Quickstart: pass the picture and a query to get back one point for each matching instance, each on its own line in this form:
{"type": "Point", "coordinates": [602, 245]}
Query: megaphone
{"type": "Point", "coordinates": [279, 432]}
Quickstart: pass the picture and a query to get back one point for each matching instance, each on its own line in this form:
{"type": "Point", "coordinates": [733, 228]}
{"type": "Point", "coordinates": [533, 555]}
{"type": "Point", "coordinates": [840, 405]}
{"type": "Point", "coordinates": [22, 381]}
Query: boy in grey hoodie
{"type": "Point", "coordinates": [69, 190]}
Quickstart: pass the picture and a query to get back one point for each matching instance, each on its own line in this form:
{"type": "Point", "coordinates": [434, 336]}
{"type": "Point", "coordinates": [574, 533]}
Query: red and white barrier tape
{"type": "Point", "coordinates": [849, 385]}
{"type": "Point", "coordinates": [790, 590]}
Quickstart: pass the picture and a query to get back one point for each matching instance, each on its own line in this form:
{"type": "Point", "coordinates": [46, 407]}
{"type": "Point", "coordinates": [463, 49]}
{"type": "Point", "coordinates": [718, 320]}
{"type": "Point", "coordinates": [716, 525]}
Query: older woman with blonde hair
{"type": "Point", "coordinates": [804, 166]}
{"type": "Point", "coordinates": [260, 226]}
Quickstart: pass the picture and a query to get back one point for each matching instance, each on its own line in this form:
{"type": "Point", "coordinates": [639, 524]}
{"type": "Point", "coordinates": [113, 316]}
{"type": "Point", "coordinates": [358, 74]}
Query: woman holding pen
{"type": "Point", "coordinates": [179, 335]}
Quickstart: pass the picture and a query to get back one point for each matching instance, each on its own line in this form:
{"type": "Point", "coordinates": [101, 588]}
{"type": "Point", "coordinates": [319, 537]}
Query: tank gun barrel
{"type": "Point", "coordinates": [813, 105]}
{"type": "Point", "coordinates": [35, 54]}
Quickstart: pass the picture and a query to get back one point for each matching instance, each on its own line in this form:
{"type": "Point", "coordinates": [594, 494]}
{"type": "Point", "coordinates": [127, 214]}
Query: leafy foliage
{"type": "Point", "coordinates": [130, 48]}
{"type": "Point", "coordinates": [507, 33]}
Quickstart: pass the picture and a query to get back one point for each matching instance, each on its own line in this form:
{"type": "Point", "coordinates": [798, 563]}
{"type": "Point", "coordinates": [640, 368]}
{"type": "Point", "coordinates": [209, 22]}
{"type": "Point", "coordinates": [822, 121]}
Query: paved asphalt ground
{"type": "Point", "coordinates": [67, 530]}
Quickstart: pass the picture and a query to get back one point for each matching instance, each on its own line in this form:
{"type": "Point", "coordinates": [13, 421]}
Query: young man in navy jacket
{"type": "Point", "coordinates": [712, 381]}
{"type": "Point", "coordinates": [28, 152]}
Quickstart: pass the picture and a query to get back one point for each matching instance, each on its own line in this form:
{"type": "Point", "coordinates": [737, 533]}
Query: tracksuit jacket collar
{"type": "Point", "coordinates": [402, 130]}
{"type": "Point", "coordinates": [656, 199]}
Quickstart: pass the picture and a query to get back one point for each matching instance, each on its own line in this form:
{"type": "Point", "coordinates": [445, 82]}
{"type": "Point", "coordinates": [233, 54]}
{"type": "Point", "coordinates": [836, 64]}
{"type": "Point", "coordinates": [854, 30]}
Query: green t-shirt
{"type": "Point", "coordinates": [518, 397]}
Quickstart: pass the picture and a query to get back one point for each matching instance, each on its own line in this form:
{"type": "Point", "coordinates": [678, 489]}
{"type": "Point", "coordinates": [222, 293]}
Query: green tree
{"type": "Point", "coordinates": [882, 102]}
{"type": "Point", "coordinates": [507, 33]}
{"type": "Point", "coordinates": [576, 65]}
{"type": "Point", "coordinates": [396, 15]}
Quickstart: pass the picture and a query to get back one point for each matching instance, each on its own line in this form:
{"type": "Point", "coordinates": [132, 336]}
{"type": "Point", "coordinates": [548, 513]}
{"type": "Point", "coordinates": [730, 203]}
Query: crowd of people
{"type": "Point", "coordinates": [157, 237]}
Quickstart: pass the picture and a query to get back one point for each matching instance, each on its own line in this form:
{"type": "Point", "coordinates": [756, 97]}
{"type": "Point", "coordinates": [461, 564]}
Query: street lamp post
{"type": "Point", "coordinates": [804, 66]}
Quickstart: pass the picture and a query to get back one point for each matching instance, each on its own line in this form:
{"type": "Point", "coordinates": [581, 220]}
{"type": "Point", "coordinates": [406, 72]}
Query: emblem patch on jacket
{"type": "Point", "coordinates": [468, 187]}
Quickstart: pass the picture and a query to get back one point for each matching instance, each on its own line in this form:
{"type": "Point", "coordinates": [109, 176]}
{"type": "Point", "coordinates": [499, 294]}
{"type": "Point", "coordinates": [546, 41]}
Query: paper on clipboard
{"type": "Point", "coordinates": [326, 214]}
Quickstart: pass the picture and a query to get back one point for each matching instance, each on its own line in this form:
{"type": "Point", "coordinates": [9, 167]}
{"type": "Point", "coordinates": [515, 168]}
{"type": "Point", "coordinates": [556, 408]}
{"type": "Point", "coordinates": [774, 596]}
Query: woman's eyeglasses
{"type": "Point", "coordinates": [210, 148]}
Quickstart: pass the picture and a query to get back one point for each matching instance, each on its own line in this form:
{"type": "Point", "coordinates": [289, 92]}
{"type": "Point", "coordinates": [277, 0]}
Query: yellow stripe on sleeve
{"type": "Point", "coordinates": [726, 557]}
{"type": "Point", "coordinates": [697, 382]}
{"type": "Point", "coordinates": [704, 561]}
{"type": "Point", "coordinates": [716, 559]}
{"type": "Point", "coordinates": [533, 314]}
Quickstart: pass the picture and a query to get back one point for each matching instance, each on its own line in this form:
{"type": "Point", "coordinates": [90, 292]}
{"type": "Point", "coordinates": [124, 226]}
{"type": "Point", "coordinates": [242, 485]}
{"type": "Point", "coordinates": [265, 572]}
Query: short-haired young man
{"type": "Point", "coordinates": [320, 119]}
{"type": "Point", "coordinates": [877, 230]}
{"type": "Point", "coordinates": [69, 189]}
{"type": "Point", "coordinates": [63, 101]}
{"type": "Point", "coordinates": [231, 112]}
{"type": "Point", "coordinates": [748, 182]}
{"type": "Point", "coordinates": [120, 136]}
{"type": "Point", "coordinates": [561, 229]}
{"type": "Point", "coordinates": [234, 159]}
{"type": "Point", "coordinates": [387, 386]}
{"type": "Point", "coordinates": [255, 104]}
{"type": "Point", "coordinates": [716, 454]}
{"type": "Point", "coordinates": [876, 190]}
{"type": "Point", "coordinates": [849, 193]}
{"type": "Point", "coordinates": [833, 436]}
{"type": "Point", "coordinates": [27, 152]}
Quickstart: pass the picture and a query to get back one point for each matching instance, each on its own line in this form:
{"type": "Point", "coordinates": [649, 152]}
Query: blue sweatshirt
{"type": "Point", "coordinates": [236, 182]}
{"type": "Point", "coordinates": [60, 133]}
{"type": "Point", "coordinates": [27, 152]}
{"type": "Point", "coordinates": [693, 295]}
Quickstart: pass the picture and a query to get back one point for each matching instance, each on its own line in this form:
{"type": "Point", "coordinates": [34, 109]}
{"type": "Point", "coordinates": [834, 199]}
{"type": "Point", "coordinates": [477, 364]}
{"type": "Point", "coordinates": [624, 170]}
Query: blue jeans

────────

With the material above as the source, restate each line word for word.

» Result:
Quickstart: pass the picture and a query to get back one point for each matching instance, each on its own line in this form:
{"type": "Point", "coordinates": [602, 245]}
Query: megaphone
{"type": "Point", "coordinates": [279, 432]}
Quickstart: pass the picture and a query to get back one point for each matching instance, each on its own line in this form:
{"type": "Point", "coordinates": [733, 228]}
{"type": "Point", "coordinates": [533, 555]}
{"type": "Point", "coordinates": [840, 405]}
{"type": "Point", "coordinates": [22, 381]}
Query: boy in grey hoodie
{"type": "Point", "coordinates": [69, 190]}
Quickstart: pass the picture and a query to get back one point for each matching instance, each on its own line in this form:
{"type": "Point", "coordinates": [434, 336]}
{"type": "Point", "coordinates": [574, 533]}
Query: red and white barrier tape
{"type": "Point", "coordinates": [849, 385]}
{"type": "Point", "coordinates": [790, 590]}
Quickstart: pass the picture and a query to get back one point for each matching instance, each on its own line in this form:
{"type": "Point", "coordinates": [46, 407]}
{"type": "Point", "coordinates": [463, 49]}
{"type": "Point", "coordinates": [718, 320]}
{"type": "Point", "coordinates": [716, 525]}
Query: older woman with blonde hair
{"type": "Point", "coordinates": [804, 166]}
{"type": "Point", "coordinates": [260, 226]}
Quickstart: pass the picture and a query to get back one point for each matching instance, each on its own line in this form:
{"type": "Point", "coordinates": [639, 524]}
{"type": "Point", "coordinates": [113, 316]}
{"type": "Point", "coordinates": [358, 74]}
Query: woman holding pen
{"type": "Point", "coordinates": [179, 335]}
Quickstart: pass the picture and a query to get back one point for each matching instance, each on its own line in this form:
{"type": "Point", "coordinates": [101, 588]}
{"type": "Point", "coordinates": [319, 537]}
Query: tank gun barrel
{"type": "Point", "coordinates": [813, 105]}
{"type": "Point", "coordinates": [35, 54]}
Quickstart: pass the picture and a query to get back one point for each matching instance, each on its own line in this form:
{"type": "Point", "coordinates": [594, 494]}
{"type": "Point", "coordinates": [127, 214]}
Query: leafy foliage
{"type": "Point", "coordinates": [130, 48]}
{"type": "Point", "coordinates": [507, 33]}
Quickstart: pass the picture and a query to get back one point for each matching instance, each on its own line in this form:
{"type": "Point", "coordinates": [798, 563]}
{"type": "Point", "coordinates": [640, 368]}
{"type": "Point", "coordinates": [209, 22]}
{"type": "Point", "coordinates": [822, 121]}
Query: paved asphalt ground
{"type": "Point", "coordinates": [67, 530]}
Quickstart: pass the picture and a query to get back one point for each matching instance, each on its own line in this form:
{"type": "Point", "coordinates": [13, 421]}
Query: young man in navy jacket
{"type": "Point", "coordinates": [712, 381]}
{"type": "Point", "coordinates": [28, 152]}
Quickstart: pass the picture and a query to get back one point for each matching instance, each on its own line in this form:
{"type": "Point", "coordinates": [737, 533]}
Query: tracksuit jacket collar
{"type": "Point", "coordinates": [402, 130]}
{"type": "Point", "coordinates": [656, 199]}
Quickstart: pass the picture and a query to get back one point for each matching instance, each on its own line in this form:
{"type": "Point", "coordinates": [445, 82]}
{"type": "Point", "coordinates": [233, 54]}
{"type": "Point", "coordinates": [836, 64]}
{"type": "Point", "coordinates": [854, 30]}
Query: green t-shirt
{"type": "Point", "coordinates": [518, 397]}
Quickstart: pass the picture and a query to get back one point for each matching instance, each on its own line in this form:
{"type": "Point", "coordinates": [678, 489]}
{"type": "Point", "coordinates": [222, 293]}
Query: green tree
{"type": "Point", "coordinates": [882, 102]}
{"type": "Point", "coordinates": [507, 33]}
{"type": "Point", "coordinates": [576, 65]}
{"type": "Point", "coordinates": [396, 15]}
Quickstart: pass the picture and a query to get back one point for each matching instance, each on its own line in this form:
{"type": "Point", "coordinates": [132, 336]}
{"type": "Point", "coordinates": [548, 513]}
{"type": "Point", "coordinates": [730, 203]}
Query: crowd of people
{"type": "Point", "coordinates": [157, 237]}
Quickstart: pass the picture and a query to get back one point for each matching instance, each on its own line in this form:
{"type": "Point", "coordinates": [756, 97]}
{"type": "Point", "coordinates": [461, 564]}
Query: street lamp post
{"type": "Point", "coordinates": [804, 66]}
Quickstart: pass the picture and a query to get back one point for each matching instance, each on its own line in this form:
{"type": "Point", "coordinates": [581, 220]}
{"type": "Point", "coordinates": [406, 72]}
Query: emblem patch on jacket
{"type": "Point", "coordinates": [468, 187]}
Quickstart: pass the picture and a query to get back one point for each matching instance, each on its own line in this form:
{"type": "Point", "coordinates": [109, 176]}
{"type": "Point", "coordinates": [499, 294]}
{"type": "Point", "coordinates": [546, 41]}
Query: paper on clipboard
{"type": "Point", "coordinates": [326, 214]}
Quickstart: pass the picture and a query to get back one point for each matching instance, each on its own line in this form:
{"type": "Point", "coordinates": [9, 167]}
{"type": "Point", "coordinates": [515, 168]}
{"type": "Point", "coordinates": [556, 408]}
{"type": "Point", "coordinates": [774, 596]}
Query: woman's eyeglasses
{"type": "Point", "coordinates": [210, 148]}
Quickstart: pass the picture and a query to get back one point for each matching instance, each on its own line in this form:
{"type": "Point", "coordinates": [289, 92]}
{"type": "Point", "coordinates": [277, 0]}
Query: yellow stripe on sleeve
{"type": "Point", "coordinates": [726, 557]}
{"type": "Point", "coordinates": [697, 382]}
{"type": "Point", "coordinates": [704, 561]}
{"type": "Point", "coordinates": [716, 559]}
{"type": "Point", "coordinates": [533, 314]}
Quickstart: pass the picture and a query to get back one point for each matching instance, each on its own line in this form:
{"type": "Point", "coordinates": [90, 292]}
{"type": "Point", "coordinates": [124, 226]}
{"type": "Point", "coordinates": [242, 485]}
{"type": "Point", "coordinates": [265, 572]}
Query: short-haired young man
{"type": "Point", "coordinates": [320, 119]}
{"type": "Point", "coordinates": [877, 230]}
{"type": "Point", "coordinates": [69, 189]}
{"type": "Point", "coordinates": [63, 101]}
{"type": "Point", "coordinates": [231, 112]}
{"type": "Point", "coordinates": [748, 182]}
{"type": "Point", "coordinates": [120, 136]}
{"type": "Point", "coordinates": [561, 229]}
{"type": "Point", "coordinates": [234, 159]}
{"type": "Point", "coordinates": [387, 386]}
{"type": "Point", "coordinates": [255, 104]}
{"type": "Point", "coordinates": [716, 454]}
{"type": "Point", "coordinates": [876, 190]}
{"type": "Point", "coordinates": [849, 193]}
{"type": "Point", "coordinates": [833, 436]}
{"type": "Point", "coordinates": [27, 152]}
Quickstart: pass the picture and a query to get back one point for each matching instance, each on its own line in this form:
{"type": "Point", "coordinates": [649, 152]}
Query: blue sweatshirt
{"type": "Point", "coordinates": [236, 182]}
{"type": "Point", "coordinates": [60, 133]}
{"type": "Point", "coordinates": [27, 152]}
{"type": "Point", "coordinates": [693, 295]}
Quickstart: pass the picture and a query to get back one point for each matching instance, each on its own line in this form:
{"type": "Point", "coordinates": [34, 109]}
{"type": "Point", "coordinates": [834, 199]}
{"type": "Point", "coordinates": [477, 364]}
{"type": "Point", "coordinates": [624, 170]}
Query: blue jeans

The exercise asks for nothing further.